Pointing dataset records
------------------------------------------------------------
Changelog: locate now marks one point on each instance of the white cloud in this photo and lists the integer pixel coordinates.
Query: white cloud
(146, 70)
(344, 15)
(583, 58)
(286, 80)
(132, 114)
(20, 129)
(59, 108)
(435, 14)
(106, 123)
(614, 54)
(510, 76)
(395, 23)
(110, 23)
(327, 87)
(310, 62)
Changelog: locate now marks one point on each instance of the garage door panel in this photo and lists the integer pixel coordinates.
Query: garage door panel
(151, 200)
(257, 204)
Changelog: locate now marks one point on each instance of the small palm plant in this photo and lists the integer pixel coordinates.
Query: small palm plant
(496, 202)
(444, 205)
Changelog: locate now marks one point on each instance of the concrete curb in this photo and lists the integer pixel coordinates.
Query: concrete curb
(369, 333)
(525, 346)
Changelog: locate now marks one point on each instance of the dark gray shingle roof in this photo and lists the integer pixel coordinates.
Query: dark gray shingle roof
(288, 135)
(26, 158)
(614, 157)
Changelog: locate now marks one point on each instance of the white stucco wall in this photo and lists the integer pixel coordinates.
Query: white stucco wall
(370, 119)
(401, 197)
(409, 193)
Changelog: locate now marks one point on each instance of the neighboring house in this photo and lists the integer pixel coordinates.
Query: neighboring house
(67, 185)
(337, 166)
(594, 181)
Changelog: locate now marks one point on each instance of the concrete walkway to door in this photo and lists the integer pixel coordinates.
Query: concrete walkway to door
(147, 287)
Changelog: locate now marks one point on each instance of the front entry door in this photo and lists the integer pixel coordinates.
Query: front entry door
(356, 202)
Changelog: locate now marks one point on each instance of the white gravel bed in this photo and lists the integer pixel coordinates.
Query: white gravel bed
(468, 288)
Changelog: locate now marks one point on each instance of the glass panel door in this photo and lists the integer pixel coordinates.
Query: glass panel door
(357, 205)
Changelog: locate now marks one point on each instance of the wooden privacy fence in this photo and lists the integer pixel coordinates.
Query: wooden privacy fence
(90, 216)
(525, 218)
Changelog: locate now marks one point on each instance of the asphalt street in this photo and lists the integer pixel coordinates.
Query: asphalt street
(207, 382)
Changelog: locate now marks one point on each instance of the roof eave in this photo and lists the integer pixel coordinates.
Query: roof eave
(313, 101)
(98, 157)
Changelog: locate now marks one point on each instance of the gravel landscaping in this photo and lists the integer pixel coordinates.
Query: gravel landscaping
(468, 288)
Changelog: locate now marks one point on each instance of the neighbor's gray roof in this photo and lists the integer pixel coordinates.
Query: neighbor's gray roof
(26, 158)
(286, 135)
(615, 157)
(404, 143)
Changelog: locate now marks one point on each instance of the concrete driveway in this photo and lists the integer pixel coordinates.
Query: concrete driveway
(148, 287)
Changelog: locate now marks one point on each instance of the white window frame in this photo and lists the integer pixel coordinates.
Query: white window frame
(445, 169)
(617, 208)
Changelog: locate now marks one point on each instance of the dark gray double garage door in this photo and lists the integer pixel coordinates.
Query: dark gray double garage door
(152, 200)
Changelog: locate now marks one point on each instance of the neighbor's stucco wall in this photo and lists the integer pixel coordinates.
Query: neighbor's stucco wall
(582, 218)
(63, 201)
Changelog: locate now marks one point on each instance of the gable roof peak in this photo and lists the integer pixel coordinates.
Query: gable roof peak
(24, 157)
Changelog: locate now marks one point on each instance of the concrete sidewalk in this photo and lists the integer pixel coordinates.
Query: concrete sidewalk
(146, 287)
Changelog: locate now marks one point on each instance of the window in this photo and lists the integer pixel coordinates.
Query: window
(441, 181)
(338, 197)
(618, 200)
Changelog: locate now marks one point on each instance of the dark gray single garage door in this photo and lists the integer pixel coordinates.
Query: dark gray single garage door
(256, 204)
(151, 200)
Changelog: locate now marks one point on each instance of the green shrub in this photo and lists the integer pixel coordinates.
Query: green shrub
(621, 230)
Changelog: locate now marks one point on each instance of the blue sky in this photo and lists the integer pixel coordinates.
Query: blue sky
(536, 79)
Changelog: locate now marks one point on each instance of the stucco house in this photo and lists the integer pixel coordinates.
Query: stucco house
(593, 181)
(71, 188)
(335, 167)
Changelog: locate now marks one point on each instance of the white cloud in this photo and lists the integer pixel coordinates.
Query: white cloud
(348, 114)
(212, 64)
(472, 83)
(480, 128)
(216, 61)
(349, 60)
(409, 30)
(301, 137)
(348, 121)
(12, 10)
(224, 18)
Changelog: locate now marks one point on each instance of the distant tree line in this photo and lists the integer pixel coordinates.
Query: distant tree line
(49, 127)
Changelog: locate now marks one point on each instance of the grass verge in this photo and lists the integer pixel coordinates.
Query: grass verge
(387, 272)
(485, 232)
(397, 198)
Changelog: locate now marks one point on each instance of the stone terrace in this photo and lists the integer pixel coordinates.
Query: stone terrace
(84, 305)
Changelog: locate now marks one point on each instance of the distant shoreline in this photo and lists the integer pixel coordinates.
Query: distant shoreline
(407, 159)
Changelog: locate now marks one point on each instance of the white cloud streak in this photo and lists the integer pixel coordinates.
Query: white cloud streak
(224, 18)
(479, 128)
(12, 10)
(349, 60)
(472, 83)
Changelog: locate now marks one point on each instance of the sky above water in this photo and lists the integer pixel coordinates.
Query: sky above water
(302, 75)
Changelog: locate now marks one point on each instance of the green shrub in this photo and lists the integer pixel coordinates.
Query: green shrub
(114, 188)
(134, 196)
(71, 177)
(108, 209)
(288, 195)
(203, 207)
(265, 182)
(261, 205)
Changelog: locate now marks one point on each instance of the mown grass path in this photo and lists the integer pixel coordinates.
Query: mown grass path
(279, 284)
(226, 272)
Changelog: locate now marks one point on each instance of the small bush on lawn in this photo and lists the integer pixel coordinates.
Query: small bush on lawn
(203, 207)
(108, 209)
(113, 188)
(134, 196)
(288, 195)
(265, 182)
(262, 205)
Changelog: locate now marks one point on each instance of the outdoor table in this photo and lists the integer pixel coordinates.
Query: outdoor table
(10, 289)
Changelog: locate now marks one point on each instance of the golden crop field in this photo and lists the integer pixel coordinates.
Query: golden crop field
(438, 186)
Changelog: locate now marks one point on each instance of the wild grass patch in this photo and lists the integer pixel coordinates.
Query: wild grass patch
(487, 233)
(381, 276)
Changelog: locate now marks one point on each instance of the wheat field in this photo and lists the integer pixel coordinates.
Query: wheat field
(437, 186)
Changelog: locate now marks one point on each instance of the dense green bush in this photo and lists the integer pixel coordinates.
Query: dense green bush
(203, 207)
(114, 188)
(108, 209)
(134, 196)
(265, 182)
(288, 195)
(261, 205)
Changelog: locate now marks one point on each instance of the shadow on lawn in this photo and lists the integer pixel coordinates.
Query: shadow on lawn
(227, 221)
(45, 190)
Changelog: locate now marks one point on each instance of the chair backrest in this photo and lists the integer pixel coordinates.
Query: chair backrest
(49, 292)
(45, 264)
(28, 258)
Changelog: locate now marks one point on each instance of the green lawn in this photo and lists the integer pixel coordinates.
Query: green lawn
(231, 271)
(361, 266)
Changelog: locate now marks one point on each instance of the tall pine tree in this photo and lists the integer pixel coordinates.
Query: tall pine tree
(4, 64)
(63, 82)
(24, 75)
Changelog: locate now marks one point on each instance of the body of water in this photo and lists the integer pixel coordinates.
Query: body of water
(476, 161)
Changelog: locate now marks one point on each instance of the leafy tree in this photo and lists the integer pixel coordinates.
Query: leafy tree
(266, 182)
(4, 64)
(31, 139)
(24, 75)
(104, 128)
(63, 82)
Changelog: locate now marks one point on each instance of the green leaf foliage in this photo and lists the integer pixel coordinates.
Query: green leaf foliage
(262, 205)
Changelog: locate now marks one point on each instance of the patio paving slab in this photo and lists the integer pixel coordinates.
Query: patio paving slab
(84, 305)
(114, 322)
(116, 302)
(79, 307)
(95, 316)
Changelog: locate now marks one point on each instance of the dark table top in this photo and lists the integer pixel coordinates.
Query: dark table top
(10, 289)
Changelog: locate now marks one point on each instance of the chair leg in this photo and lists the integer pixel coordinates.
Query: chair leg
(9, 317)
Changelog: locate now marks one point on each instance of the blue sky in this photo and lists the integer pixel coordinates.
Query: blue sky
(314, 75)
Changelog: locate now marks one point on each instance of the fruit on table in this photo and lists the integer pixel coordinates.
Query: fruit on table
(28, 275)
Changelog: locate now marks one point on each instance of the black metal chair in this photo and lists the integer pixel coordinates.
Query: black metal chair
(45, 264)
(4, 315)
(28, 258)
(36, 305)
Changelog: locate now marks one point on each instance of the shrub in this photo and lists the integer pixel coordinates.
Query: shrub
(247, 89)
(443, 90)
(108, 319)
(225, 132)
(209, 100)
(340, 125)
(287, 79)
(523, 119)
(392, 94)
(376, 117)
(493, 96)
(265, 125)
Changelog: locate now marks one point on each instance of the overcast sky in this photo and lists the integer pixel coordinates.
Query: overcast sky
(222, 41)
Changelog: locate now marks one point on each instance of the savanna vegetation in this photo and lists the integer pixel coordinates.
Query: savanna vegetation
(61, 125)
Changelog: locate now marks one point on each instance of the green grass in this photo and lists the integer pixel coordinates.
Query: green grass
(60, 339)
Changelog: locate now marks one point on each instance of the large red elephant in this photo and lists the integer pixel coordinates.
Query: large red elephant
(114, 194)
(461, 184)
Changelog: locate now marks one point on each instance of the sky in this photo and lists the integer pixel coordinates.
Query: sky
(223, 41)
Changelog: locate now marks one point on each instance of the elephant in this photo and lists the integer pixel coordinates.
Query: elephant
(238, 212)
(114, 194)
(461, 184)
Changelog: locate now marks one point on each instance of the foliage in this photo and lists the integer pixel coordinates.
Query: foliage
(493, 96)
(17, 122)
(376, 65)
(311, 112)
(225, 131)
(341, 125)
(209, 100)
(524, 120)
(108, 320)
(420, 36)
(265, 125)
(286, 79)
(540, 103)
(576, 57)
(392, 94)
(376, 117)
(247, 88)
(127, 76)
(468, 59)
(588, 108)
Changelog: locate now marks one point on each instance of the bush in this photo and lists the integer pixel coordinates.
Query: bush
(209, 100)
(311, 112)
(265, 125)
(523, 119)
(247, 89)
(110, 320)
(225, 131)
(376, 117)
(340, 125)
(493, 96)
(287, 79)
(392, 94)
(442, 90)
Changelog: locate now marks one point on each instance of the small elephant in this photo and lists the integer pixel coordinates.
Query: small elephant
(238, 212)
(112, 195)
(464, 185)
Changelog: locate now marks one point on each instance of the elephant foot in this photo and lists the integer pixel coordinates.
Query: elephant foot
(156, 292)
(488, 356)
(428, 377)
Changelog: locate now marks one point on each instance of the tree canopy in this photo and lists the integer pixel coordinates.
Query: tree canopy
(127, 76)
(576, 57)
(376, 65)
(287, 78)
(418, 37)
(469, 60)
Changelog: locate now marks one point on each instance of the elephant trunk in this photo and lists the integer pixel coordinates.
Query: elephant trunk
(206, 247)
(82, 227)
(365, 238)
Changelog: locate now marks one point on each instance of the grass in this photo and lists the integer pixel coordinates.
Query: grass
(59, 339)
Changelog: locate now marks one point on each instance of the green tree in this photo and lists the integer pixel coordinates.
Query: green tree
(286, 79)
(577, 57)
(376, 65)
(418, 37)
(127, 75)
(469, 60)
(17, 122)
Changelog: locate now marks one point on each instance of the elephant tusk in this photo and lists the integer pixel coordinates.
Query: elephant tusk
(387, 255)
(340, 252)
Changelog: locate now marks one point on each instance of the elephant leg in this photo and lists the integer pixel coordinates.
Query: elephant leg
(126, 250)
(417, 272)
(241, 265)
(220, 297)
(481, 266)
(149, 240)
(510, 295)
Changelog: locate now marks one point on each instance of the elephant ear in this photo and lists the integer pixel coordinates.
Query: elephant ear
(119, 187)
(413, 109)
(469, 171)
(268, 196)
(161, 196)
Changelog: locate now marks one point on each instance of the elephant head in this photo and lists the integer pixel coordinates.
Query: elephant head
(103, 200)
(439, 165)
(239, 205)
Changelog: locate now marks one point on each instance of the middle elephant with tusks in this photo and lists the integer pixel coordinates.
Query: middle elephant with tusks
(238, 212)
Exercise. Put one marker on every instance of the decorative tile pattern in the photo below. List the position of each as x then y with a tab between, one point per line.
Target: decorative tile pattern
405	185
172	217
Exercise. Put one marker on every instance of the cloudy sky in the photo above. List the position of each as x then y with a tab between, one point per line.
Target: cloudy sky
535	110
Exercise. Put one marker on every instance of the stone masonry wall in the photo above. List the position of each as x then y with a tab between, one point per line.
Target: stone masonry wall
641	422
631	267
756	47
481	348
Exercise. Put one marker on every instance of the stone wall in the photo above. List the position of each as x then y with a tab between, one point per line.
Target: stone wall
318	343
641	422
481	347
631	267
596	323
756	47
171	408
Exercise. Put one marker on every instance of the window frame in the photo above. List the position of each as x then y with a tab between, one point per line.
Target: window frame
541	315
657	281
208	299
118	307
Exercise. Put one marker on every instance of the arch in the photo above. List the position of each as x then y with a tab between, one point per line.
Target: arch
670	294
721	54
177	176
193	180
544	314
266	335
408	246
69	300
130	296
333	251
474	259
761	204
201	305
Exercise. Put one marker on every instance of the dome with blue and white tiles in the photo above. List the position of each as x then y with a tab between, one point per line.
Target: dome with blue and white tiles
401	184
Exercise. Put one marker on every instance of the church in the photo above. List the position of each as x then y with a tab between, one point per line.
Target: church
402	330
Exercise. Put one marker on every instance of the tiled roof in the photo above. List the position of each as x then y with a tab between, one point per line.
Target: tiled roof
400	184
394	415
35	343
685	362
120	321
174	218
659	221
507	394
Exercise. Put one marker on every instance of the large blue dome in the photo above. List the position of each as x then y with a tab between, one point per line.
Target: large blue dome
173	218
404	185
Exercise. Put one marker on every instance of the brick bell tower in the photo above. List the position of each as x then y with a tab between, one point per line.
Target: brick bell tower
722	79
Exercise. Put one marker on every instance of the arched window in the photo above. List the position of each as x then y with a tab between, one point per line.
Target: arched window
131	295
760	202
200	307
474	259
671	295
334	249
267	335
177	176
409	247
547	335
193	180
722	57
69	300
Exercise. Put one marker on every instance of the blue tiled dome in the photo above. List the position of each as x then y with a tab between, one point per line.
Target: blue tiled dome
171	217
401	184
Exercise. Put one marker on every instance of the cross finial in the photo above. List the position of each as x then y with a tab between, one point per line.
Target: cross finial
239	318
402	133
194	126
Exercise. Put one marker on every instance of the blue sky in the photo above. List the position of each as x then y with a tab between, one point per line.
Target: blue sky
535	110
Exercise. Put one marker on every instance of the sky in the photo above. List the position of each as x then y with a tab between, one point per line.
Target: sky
------------------------------------------------------------
Copy out exactly the lines running from the line with "Exercise. Put one marker on every instance of the large" to the end of the records, inclusive.

Exercise. Put one marker on every instance of the large blue dome in the photo above. List the position of each as x then y with a tab between, one point per line.
Target: large blue dome
173	218
404	185
Exercise. Put one marker on every instance of the brick bell tower in the photo above. List the position of each as x then y with a tab between, one point per line.
Target: brick bell tower
722	79
Exercise. Put one marker on every instance of the arched window in the photo above. List the position of each as x then y with a tab between, one point per line.
Target: arched window
131	295
760	202
200	307
474	259
671	295
334	249
267	335
177	176
409	247
547	335
193	180
722	57
69	300
Exercise. Put one marker on every instance of the blue tiled dome in the photo above. List the position of each as x then y with a tab between, one point per line.
Target: blue tiled dome
171	217
401	184
Exercise. Put one marker on every instance of the cross finial in the photo above. List the position of each as x then y with a tab between, one point per line.
Target: cross finial
239	318
402	133
194	126
Exercise. Put one marker on every instance of the blue sky in the photo above. List the position of each as x then y with a tab between, one point per line.
Target: blue sky
535	110
Exercise. Put one marker on every instance of the sky in the photo above. List the position of each as x then y with a tab between, one point per line.
Target: sky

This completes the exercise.